Could you update the stretch of the records from the line containing "target: <item>brown water</item>" through the line containing "Return the outline of every instance of the <item>brown", replacing "even-odd rule" with "nonzero rule" and leaving everything else unchanged?

(Shape labeling records)
______________________________
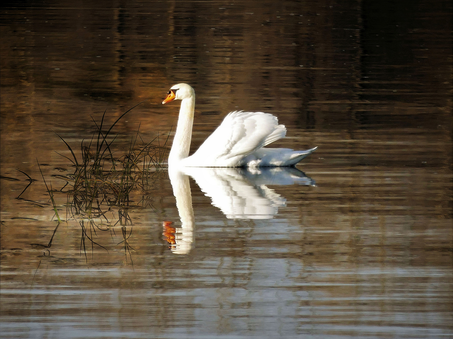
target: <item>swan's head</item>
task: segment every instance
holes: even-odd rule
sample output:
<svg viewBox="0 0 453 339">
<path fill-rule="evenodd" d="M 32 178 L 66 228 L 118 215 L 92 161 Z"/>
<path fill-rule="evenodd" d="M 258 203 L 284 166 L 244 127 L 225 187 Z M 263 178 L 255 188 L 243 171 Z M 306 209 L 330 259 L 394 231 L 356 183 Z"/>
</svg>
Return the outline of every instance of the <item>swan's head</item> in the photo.
<svg viewBox="0 0 453 339">
<path fill-rule="evenodd" d="M 175 99 L 182 100 L 191 97 L 195 98 L 195 92 L 187 84 L 178 84 L 172 86 L 167 94 L 167 97 L 162 101 L 162 104 L 166 104 Z"/>
</svg>

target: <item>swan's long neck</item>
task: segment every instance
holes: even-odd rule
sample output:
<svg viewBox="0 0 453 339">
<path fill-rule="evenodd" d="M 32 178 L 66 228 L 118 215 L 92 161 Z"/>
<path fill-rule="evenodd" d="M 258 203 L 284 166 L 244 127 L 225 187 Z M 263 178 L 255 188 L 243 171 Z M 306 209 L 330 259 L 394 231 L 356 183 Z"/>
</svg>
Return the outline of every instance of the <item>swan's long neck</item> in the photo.
<svg viewBox="0 0 453 339">
<path fill-rule="evenodd" d="M 195 106 L 194 96 L 181 100 L 176 132 L 169 155 L 169 166 L 175 164 L 189 156 Z"/>
</svg>

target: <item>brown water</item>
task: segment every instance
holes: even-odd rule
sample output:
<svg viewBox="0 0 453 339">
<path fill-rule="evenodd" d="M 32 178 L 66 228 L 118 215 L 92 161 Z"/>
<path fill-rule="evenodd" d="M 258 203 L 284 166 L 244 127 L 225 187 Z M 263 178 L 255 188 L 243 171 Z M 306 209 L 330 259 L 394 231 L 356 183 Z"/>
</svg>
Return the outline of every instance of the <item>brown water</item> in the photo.
<svg viewBox="0 0 453 339">
<path fill-rule="evenodd" d="M 0 337 L 452 338 L 451 3 L 369 2 L 2 5 Z M 148 99 L 116 147 L 161 141 L 182 81 L 193 149 L 264 111 L 276 146 L 319 146 L 306 177 L 164 171 L 91 226 L 57 194 L 58 224 L 51 130 L 79 149 Z"/>
</svg>

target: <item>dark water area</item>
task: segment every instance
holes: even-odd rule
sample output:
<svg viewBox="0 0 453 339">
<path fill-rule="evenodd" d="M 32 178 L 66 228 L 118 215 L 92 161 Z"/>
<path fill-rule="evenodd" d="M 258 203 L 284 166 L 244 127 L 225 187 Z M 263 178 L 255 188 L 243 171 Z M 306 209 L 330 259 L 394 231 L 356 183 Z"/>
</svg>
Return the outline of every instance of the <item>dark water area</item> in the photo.
<svg viewBox="0 0 453 339">
<path fill-rule="evenodd" d="M 1 5 L 0 338 L 452 338 L 452 7 Z M 74 167 L 53 131 L 79 157 L 104 112 L 146 100 L 112 147 L 161 146 L 182 82 L 192 151 L 238 109 L 278 117 L 273 146 L 318 148 L 290 170 L 158 169 L 102 213 L 56 192 L 58 222 L 43 177 L 65 191 Z"/>
</svg>

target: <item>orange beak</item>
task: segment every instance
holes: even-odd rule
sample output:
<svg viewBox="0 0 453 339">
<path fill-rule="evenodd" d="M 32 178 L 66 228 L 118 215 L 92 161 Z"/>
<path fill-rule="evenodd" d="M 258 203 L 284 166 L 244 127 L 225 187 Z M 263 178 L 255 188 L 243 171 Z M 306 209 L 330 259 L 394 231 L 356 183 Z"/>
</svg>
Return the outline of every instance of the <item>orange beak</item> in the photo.
<svg viewBox="0 0 453 339">
<path fill-rule="evenodd" d="M 167 96 L 165 100 L 162 101 L 162 104 L 166 104 L 168 102 L 173 100 L 174 100 L 174 98 L 176 97 L 176 96 L 174 95 L 174 92 L 171 89 L 169 91 L 167 94 L 168 95 Z"/>
</svg>

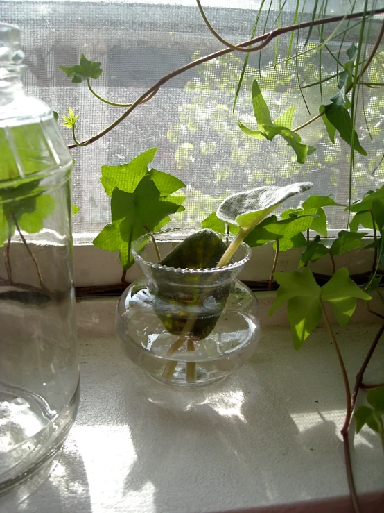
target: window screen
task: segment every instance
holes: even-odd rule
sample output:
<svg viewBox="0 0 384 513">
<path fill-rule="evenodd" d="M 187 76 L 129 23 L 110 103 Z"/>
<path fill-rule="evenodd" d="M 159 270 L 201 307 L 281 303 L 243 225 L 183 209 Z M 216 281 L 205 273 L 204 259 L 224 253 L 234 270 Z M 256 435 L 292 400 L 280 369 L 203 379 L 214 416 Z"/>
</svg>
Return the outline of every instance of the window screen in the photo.
<svg viewBox="0 0 384 513">
<path fill-rule="evenodd" d="M 293 22 L 296 0 L 285 2 L 279 17 L 279 6 L 282 3 L 279 0 L 264 2 L 257 34 L 278 24 Z M 307 1 L 302 10 L 301 2 L 298 21 L 311 19 L 313 3 Z M 380 2 L 369 3 L 372 8 Z M 211 24 L 225 38 L 234 43 L 250 39 L 260 0 L 207 0 L 202 4 Z M 363 2 L 360 4 L 363 9 Z M 329 0 L 326 14 L 343 14 L 349 9 L 349 0 Z M 25 77 L 28 90 L 60 115 L 67 114 L 69 106 L 79 114 L 77 135 L 80 140 L 101 131 L 123 111 L 99 102 L 85 83 L 71 83 L 58 65 L 78 63 L 81 53 L 100 61 L 103 74 L 92 82 L 96 92 L 112 101 L 129 102 L 171 71 L 222 48 L 191 1 L 1 0 L 0 15 L 2 21 L 17 24 L 22 29 L 28 66 Z M 367 22 L 367 53 L 376 40 L 381 20 L 382 17 L 376 17 Z M 323 37 L 345 27 L 346 22 L 339 26 L 326 26 Z M 352 42 L 357 43 L 359 31 L 358 25 L 347 33 L 340 54 L 342 35 L 329 41 L 327 49 L 323 48 L 322 77 L 336 72 L 336 58 L 342 62 L 348 60 L 346 50 Z M 295 33 L 291 56 L 318 44 L 316 27 L 304 47 L 307 33 Z M 324 82 L 321 92 L 318 85 L 304 87 L 319 81 L 320 54 L 306 51 L 287 61 L 290 40 L 290 34 L 281 36 L 261 53 L 250 55 L 234 112 L 235 91 L 245 55 L 239 53 L 229 53 L 169 81 L 152 100 L 107 136 L 89 146 L 72 150 L 76 161 L 73 199 L 80 208 L 74 217 L 75 233 L 97 233 L 110 221 L 110 199 L 99 180 L 101 165 L 129 162 L 153 146 L 158 148 L 154 167 L 177 176 L 187 185 L 186 210 L 176 215 L 173 225 L 199 226 L 229 194 L 265 184 L 309 180 L 315 185 L 313 194 L 331 194 L 338 202 L 347 202 L 349 146 L 338 136 L 333 144 L 322 119 L 300 131 L 303 142 L 317 148 L 303 165 L 297 162 L 292 149 L 282 138 L 275 137 L 272 142 L 252 139 L 238 126 L 241 121 L 256 128 L 252 104 L 255 78 L 272 119 L 288 107 L 295 107 L 294 126 L 317 113 L 321 93 L 323 103 L 327 103 L 337 92 L 336 78 Z M 366 75 L 367 82 L 384 82 L 383 61 L 384 51 L 379 51 Z M 356 154 L 354 199 L 383 181 L 382 91 L 382 87 L 360 88 L 356 128 L 369 157 Z M 71 131 L 63 128 L 62 133 L 70 144 Z M 345 228 L 342 209 L 335 209 L 329 223 L 329 228 Z"/>
</svg>

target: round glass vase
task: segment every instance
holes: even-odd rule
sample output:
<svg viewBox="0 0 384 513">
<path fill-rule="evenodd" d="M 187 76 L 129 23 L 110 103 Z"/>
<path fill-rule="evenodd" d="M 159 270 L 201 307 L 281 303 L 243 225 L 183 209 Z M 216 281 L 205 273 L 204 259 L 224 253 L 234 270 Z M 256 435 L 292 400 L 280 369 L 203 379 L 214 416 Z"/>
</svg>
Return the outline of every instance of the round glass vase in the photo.
<svg viewBox="0 0 384 513">
<path fill-rule="evenodd" d="M 214 269 L 159 264 L 193 230 L 164 230 L 139 238 L 132 255 L 145 278 L 121 296 L 116 311 L 121 346 L 134 363 L 167 385 L 218 382 L 252 355 L 260 338 L 259 305 L 236 276 L 248 261 L 243 243 L 231 263 Z M 222 235 L 229 243 L 232 237 Z"/>
</svg>

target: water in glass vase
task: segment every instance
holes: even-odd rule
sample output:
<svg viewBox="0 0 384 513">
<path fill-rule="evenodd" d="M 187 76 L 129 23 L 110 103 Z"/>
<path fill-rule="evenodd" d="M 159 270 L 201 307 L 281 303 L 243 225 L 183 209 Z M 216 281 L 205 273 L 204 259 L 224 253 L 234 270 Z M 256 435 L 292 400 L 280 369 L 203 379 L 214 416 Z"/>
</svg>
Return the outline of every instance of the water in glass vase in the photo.
<svg viewBox="0 0 384 513">
<path fill-rule="evenodd" d="M 205 387 L 232 373 L 252 356 L 261 331 L 254 295 L 236 279 L 249 259 L 245 244 L 220 269 L 174 269 L 153 261 L 152 237 L 171 247 L 191 233 L 164 230 L 135 243 L 132 254 L 146 278 L 125 290 L 116 313 L 128 358 L 162 382 L 184 387 Z"/>
</svg>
______________________________
Written response
target: <item>brown water</item>
task: segment every instance
holes: nonzero rule
sample output:
<svg viewBox="0 0 453 339">
<path fill-rule="evenodd" d="M 32 178 L 66 228 L 118 215 L 92 161 Z"/>
<path fill-rule="evenodd" d="M 258 203 L 284 166 L 244 127 L 225 187 Z M 263 178 L 255 188 L 243 171 Z M 306 209 L 330 259 L 394 231 L 356 183 Z"/>
</svg>
Return the outline of every instance of the <item>brown water</item> in the photo.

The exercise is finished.